Task details — Put the lines of the records below, starting with the line that contains "Put a point on every instance of the man with" and going on through the line that contains "32), (79, 31)]", into a Markdown table with the columns Row and Line. Number each row and leave out blank lines.

◆ ◆ ◆ ◆ ◆

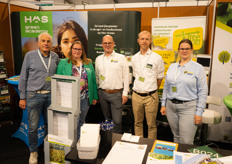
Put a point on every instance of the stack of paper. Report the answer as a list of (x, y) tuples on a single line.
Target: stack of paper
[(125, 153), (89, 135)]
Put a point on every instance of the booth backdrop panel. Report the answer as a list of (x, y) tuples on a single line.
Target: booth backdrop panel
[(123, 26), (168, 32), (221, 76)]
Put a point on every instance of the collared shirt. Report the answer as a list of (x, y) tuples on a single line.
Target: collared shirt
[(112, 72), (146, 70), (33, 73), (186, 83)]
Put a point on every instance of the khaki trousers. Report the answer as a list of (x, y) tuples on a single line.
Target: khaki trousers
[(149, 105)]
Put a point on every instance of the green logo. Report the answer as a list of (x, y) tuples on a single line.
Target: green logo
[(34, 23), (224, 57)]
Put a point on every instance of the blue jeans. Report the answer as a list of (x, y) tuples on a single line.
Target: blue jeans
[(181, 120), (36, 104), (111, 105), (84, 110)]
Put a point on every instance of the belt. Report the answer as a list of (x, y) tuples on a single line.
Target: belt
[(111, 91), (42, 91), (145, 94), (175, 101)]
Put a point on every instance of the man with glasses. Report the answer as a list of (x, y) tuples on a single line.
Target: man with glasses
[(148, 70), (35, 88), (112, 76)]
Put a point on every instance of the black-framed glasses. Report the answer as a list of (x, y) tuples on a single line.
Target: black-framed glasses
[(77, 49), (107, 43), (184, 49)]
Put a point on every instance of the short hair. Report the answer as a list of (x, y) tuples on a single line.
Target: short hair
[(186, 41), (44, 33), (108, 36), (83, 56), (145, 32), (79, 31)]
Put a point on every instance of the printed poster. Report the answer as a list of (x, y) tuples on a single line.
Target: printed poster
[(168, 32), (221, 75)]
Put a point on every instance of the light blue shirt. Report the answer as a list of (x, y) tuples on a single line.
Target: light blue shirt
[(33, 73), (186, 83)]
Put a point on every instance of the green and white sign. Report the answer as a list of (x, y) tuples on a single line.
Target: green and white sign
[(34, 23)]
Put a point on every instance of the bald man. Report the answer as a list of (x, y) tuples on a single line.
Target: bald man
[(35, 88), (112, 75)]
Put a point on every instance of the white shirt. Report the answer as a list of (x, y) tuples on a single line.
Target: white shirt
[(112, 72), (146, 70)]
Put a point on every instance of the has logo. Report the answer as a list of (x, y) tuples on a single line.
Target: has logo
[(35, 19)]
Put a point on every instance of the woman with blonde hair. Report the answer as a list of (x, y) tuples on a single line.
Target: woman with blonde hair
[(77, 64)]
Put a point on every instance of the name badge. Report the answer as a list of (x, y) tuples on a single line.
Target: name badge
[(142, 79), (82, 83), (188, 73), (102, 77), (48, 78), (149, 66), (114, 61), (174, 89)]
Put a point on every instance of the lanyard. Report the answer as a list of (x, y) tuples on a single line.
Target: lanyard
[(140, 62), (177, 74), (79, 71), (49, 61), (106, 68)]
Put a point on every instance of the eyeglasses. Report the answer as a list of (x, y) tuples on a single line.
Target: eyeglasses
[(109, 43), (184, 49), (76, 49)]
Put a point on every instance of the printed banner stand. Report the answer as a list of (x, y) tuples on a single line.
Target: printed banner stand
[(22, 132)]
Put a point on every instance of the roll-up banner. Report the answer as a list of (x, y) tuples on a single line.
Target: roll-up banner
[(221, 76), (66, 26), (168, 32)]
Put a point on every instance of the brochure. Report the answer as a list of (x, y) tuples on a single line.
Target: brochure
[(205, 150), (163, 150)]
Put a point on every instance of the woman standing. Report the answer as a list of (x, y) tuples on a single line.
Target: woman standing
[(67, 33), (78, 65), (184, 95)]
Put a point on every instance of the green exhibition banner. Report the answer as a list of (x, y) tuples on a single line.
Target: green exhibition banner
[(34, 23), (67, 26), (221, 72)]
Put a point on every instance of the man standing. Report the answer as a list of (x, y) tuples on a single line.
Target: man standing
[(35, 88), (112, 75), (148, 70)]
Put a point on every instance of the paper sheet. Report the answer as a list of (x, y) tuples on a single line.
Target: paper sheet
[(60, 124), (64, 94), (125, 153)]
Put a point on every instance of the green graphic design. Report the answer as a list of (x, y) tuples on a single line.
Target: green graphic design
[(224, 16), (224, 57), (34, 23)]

◆ ◆ ◆ ◆ ◆

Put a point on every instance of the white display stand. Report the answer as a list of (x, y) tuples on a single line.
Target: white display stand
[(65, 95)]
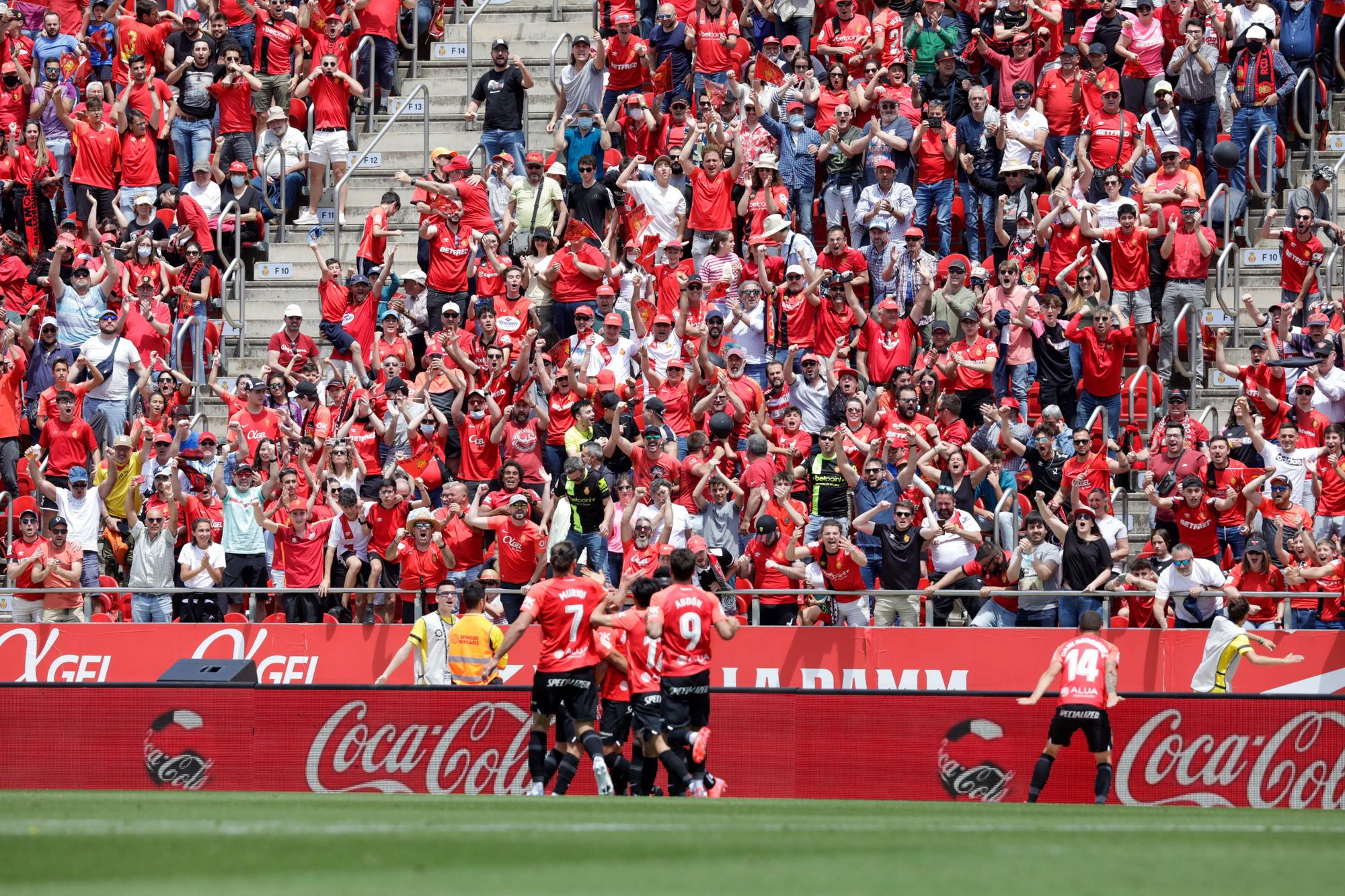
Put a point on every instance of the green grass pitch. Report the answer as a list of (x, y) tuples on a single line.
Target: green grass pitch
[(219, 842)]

◆ ◆ ◆ ◆ ◆

Response to the task —
| Row | Line |
|---|---|
| 1 | Put a point on every instance of the man with glasses. Report the answer as a list of (x, y) tuples on a single line. |
| 2 | Target: man with glasses |
| 3 | [(148, 70), (35, 88), (112, 76)] |
| 4 | Put a point on every instance of the black-framed glasses. Report the answer as a list of (x, y) tuples on a single line. |
| 5 | Target: black-framed glasses |
| 6 | [(77, 49), (107, 43), (184, 49)] |
| 7 | Put a point on every instance of the short hair. Report the answer as a list of (x, y) tuples on a single line. |
| 8 | Target: short hair |
| 9 | [(186, 41), (44, 33), (108, 36), (83, 56), (145, 32), (79, 31)] |